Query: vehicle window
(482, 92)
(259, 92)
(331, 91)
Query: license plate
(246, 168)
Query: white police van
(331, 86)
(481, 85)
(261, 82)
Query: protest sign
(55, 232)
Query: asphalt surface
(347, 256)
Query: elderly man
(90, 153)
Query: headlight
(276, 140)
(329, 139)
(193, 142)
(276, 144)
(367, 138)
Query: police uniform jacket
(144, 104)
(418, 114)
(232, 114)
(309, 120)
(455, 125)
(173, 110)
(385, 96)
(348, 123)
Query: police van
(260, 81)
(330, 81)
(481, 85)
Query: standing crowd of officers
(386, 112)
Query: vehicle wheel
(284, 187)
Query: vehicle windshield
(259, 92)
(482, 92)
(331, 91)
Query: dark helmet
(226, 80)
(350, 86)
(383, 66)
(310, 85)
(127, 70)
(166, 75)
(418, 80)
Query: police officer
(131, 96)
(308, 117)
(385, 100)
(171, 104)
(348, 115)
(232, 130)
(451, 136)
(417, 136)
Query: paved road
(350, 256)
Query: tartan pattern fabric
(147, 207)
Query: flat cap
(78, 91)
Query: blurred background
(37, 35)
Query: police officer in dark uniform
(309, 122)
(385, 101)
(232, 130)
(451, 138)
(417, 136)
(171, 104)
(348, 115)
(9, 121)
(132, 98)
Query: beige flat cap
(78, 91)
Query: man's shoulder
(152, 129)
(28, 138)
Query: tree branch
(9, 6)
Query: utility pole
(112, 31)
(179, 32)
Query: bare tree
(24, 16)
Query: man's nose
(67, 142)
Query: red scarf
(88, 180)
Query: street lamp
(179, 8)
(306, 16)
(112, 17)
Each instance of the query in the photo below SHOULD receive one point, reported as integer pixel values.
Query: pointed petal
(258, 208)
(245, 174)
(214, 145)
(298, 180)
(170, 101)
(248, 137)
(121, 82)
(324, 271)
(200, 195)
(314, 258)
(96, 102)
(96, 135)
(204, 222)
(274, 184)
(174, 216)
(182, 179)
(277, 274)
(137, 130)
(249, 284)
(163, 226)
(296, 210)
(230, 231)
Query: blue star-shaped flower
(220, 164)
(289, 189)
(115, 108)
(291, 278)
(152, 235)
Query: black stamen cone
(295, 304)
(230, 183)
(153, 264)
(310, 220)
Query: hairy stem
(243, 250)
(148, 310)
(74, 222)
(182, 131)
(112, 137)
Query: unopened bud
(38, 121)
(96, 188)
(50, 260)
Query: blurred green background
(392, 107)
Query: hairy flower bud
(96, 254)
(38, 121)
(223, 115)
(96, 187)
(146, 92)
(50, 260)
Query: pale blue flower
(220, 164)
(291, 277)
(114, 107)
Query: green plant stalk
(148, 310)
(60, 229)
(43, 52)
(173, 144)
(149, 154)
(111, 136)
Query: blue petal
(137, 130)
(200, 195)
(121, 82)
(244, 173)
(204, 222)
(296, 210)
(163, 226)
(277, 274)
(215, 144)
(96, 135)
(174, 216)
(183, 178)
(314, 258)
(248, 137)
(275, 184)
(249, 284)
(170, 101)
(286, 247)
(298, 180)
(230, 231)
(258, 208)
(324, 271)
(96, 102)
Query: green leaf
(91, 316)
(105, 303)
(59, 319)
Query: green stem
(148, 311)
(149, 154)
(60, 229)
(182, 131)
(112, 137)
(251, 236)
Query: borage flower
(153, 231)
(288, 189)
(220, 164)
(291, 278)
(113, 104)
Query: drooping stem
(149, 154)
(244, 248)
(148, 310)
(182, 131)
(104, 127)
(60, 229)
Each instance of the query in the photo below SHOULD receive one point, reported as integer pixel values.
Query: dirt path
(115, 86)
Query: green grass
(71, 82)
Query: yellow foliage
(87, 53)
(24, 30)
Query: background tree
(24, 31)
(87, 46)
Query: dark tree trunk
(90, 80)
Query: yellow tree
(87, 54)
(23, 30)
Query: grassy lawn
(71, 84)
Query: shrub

···

Return the full listing. Keep each line exactly as it stands.

## Task response
Query: vehicle window
(482, 92)
(259, 92)
(331, 91)
Query: license plate
(246, 168)
Query: white police van
(331, 86)
(481, 85)
(261, 82)
Query: protest sign
(55, 232)
Query: asphalt surface
(347, 256)
Query: elderly man
(90, 153)
Query: headlight
(276, 140)
(329, 139)
(193, 142)
(276, 144)
(367, 138)
Query: police uniform jacket
(144, 104)
(418, 114)
(232, 114)
(309, 120)
(455, 125)
(173, 110)
(385, 96)
(348, 123)
Query: police van
(260, 81)
(330, 81)
(481, 85)
Query: standing crowd of officers
(386, 112)
Query: vehicle wheel
(284, 187)
Query: vehicle windshield
(259, 92)
(482, 92)
(331, 91)
Query: dark helmet
(226, 80)
(350, 86)
(383, 66)
(310, 85)
(127, 70)
(166, 75)
(418, 80)
Query: police officer
(131, 96)
(308, 117)
(385, 100)
(171, 104)
(348, 115)
(232, 130)
(451, 136)
(417, 136)
Query: paved road
(350, 256)
Query: tartan pattern fabric
(147, 207)
Query: flat cap
(78, 91)
Query: blurred background
(37, 35)
Query: police officer in dark uniform
(309, 122)
(385, 101)
(232, 130)
(451, 138)
(417, 136)
(171, 104)
(348, 115)
(9, 121)
(132, 98)
Query: beige flat cap
(78, 91)
Query: man's shoulder
(152, 129)
(28, 138)
Query: tree branch
(9, 6)
Query: utility pole
(112, 31)
(179, 32)
Query: bare tree
(24, 16)
Query: man's nose
(67, 142)
Query: red scarf
(88, 180)
Query: street lamp
(179, 8)
(306, 16)
(112, 17)
Each instance of the query in the photo below SHOULD receive one point, reported as integer pixel values.
Query: pointed petal
(258, 208)
(245, 174)
(214, 145)
(298, 180)
(170, 101)
(248, 137)
(121, 82)
(324, 271)
(200, 195)
(314, 258)
(96, 102)
(96, 135)
(204, 222)
(274, 184)
(174, 216)
(182, 179)
(277, 274)
(137, 130)
(249, 284)
(163, 226)
(296, 210)
(230, 231)
Query: blue star-shaped flower
(220, 164)
(289, 189)
(115, 108)
(291, 278)
(152, 235)
Query: black stamen cone
(295, 304)
(230, 183)
(153, 264)
(310, 220)
Query: hairy stem
(243, 250)
(148, 310)
(74, 222)
(182, 131)
(112, 137)
Query: unopened bud
(38, 121)
(96, 188)
(50, 260)
Query: blurred green background
(392, 107)
Query: hairy flower bud
(96, 254)
(38, 121)
(223, 115)
(96, 187)
(146, 92)
(50, 260)
Query: pale blue flower
(220, 164)
(291, 277)
(114, 107)
Query: green plant stalk
(148, 310)
(60, 229)
(43, 52)
(173, 144)
(149, 154)
(111, 136)
Query: blue petal
(137, 130)
(200, 195)
(121, 82)
(244, 173)
(204, 222)
(296, 210)
(163, 226)
(277, 274)
(215, 144)
(96, 135)
(174, 216)
(183, 178)
(314, 258)
(248, 137)
(275, 184)
(249, 284)
(170, 101)
(286, 247)
(298, 180)
(230, 231)
(258, 208)
(324, 271)
(96, 102)
Query: green leaf
(91, 316)
(105, 303)
(59, 319)
Query: green stem
(148, 311)
(149, 154)
(60, 229)
(182, 131)
(112, 137)
(251, 236)
Query: borage flower
(153, 231)
(288, 189)
(220, 164)
(291, 278)
(113, 104)
Query: drooping stem
(149, 154)
(244, 248)
(148, 310)
(182, 131)
(104, 127)
(60, 229)
Each instance of the query in the photo below SHOULD receive one point, reported as integer pixel values.
Query: dirt path
(115, 86)
Query: green grass
(71, 82)
Query: yellow foliage
(87, 53)
(24, 30)
Query: background tree
(24, 31)
(87, 46)
Query: dark tree trunk
(90, 80)
Query: yellow tree
(87, 54)
(23, 30)
Query: grassy lawn
(71, 84)
Query: shrub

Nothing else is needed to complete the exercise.